◆ What you should do: Collect every line in the rows below that contains the word "hiker", and copy each one in full.

◇ ◇ ◇ ◇

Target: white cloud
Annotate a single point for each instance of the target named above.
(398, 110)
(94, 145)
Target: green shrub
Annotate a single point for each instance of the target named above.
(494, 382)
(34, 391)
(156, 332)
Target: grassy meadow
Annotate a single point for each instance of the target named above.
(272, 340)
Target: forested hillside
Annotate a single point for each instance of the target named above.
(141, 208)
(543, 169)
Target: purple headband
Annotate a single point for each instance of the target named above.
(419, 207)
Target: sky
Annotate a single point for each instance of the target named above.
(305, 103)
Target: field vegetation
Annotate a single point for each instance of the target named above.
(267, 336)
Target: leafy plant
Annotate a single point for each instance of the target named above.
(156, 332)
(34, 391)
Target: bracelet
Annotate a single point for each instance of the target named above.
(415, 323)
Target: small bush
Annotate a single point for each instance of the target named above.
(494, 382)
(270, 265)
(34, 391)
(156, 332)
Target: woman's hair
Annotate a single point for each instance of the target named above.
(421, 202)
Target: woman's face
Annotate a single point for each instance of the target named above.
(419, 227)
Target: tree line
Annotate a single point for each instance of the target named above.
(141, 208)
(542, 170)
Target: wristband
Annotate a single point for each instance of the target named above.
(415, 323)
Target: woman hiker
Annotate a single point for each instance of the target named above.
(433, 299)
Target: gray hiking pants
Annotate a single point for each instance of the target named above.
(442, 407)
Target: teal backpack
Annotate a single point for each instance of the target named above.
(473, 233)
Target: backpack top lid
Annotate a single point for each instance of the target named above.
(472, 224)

◇ ◇ ◇ ◇

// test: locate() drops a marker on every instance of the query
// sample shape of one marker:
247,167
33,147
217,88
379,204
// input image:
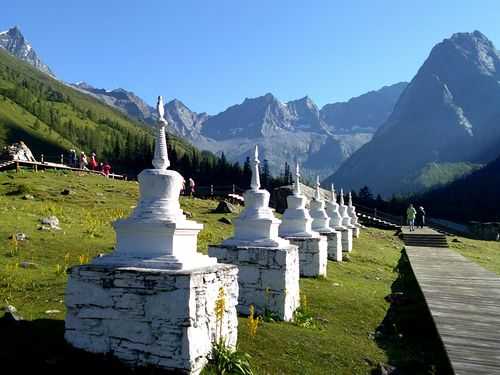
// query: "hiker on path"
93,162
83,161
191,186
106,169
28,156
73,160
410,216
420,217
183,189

◇ ◇ ◇ ◇

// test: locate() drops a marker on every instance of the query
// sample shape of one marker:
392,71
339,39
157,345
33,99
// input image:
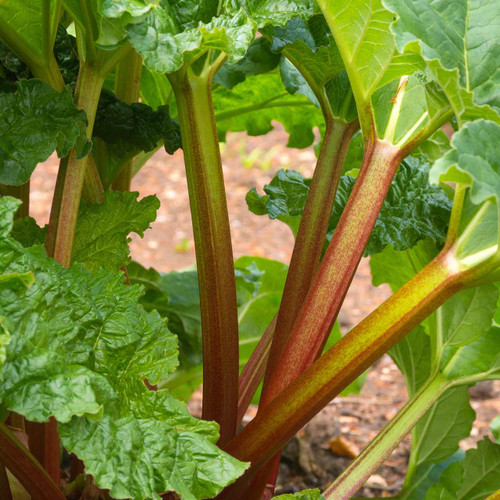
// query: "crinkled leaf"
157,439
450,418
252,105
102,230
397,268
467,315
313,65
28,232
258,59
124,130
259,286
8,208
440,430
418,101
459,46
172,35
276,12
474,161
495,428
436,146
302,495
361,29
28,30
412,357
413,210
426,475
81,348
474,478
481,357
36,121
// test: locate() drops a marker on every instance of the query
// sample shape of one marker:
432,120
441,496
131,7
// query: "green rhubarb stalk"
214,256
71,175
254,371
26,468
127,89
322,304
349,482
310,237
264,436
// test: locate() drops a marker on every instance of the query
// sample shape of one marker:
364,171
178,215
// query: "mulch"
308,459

◇ ◇ ◇ ◇

◆ Finished answer:
Target: woman hiker
// query: "hiker on path"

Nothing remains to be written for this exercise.